** start of RECORD EXCERPTS **

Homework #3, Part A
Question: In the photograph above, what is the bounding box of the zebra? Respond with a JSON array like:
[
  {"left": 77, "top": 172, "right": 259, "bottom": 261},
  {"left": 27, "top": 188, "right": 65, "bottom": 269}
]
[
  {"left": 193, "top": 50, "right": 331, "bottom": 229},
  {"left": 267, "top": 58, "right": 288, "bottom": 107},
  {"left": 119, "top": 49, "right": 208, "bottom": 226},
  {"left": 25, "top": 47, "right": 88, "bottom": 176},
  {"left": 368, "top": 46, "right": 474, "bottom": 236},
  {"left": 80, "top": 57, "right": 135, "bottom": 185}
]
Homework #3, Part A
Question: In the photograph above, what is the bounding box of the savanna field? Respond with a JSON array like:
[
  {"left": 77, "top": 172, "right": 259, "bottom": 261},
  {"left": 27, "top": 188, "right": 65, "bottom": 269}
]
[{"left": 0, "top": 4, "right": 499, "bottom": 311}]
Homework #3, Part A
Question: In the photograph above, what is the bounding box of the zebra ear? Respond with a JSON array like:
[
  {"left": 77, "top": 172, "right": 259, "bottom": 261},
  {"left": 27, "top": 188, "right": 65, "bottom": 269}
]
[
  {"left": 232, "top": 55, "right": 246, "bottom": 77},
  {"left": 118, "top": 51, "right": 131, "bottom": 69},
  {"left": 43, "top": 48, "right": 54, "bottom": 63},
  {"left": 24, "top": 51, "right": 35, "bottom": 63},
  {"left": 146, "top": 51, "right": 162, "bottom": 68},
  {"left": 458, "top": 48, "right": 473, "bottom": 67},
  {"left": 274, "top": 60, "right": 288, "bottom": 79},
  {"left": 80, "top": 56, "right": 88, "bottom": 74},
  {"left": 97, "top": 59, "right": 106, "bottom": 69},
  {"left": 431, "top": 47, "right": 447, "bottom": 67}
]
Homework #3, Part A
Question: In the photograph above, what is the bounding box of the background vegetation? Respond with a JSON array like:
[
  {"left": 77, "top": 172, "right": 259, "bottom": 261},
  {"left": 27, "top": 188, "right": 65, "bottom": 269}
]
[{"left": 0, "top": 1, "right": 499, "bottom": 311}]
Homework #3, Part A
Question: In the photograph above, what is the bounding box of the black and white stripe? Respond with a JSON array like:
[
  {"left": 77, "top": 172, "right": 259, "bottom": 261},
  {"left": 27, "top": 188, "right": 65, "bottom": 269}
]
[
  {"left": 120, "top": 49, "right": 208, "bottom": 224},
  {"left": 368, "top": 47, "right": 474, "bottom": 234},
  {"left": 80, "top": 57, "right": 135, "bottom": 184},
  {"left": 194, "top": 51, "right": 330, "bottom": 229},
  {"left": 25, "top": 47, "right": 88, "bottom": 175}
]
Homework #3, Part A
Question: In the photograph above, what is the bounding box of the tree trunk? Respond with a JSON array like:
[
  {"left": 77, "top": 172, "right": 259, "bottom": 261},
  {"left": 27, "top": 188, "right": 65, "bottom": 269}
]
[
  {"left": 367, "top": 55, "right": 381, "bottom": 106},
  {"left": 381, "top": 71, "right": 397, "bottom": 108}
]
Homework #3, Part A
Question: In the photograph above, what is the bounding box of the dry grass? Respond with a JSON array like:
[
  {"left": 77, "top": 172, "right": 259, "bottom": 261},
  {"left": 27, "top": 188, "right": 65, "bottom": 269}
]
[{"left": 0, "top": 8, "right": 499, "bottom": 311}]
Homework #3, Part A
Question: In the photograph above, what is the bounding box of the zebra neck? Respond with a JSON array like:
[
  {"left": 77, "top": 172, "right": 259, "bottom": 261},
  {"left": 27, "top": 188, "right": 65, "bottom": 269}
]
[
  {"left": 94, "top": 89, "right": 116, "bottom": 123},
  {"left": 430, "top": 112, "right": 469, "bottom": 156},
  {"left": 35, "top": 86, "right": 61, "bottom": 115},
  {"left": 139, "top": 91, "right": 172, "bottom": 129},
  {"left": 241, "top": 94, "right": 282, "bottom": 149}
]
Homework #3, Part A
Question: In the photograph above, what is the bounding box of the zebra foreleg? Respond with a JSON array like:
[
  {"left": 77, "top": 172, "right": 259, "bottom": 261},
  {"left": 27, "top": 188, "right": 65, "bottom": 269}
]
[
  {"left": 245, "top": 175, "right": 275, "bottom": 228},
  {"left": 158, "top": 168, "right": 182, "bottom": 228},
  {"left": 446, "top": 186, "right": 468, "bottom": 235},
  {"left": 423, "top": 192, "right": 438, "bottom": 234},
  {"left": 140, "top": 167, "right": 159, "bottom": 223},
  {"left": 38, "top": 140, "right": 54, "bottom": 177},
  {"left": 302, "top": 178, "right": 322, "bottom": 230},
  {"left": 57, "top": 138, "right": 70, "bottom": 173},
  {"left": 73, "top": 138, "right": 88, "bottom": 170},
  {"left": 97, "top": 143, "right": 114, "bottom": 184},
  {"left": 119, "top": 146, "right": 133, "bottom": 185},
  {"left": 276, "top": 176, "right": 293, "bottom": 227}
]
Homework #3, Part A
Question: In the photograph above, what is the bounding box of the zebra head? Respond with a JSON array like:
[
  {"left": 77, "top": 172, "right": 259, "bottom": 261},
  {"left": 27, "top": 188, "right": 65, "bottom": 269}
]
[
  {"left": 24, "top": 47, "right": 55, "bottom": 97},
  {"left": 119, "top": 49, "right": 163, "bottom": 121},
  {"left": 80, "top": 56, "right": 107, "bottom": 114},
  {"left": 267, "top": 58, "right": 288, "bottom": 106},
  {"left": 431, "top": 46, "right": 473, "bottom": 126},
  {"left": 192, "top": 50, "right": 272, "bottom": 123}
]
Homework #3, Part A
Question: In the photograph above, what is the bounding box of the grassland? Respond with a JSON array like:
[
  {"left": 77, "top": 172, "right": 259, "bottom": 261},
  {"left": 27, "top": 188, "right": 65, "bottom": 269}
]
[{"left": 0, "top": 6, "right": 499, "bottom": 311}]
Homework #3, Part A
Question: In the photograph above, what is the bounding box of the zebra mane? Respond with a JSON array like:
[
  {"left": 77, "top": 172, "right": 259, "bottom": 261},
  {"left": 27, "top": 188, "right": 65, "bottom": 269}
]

** end of RECORD EXCERPTS **

#### AIM OF THE EXERCISE:
Count the lines in the material above that contain the word "zebra", treating uppercase and lowercase as different. Give only the number.

#### RIGHT ANSWER:
6